Records supplied Block Start

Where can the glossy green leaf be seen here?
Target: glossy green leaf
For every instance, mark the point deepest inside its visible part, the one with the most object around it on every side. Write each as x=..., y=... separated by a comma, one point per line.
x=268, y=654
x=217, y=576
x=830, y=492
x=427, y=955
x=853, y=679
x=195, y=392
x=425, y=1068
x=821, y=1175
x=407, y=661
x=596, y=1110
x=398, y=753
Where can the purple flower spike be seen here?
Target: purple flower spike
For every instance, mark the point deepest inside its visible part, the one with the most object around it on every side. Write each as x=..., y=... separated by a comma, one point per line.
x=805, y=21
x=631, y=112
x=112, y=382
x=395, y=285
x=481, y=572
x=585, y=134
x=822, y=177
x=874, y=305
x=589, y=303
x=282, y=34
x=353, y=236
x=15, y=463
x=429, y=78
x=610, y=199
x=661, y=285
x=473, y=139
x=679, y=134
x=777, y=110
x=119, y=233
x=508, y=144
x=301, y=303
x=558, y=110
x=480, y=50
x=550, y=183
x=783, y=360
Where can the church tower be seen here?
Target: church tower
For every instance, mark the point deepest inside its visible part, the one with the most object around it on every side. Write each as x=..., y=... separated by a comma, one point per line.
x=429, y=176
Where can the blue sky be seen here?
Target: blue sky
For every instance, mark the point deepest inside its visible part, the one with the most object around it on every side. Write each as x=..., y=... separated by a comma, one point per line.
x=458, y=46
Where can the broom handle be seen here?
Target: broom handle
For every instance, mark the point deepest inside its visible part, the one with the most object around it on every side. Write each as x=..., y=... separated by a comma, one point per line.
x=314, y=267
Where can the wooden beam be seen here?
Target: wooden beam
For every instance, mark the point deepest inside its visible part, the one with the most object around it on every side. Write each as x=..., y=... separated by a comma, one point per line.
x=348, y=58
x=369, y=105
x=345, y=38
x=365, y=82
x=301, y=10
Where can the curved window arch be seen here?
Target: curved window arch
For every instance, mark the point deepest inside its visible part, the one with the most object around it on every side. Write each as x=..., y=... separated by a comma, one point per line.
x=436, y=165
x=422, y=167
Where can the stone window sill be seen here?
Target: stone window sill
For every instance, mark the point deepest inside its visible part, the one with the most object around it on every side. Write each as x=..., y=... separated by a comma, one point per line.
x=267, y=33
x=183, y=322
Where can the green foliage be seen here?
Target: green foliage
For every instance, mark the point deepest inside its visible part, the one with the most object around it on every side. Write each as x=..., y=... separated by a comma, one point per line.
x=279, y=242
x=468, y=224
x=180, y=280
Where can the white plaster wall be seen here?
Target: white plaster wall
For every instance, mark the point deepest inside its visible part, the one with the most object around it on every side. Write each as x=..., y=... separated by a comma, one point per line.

Records supplied Block End

What is expected: Where does the word "spike" appear in the listing above? Copy every line that holds it.

Solution:
Where can the purple flower spike be seen here?
Target: purple flower spike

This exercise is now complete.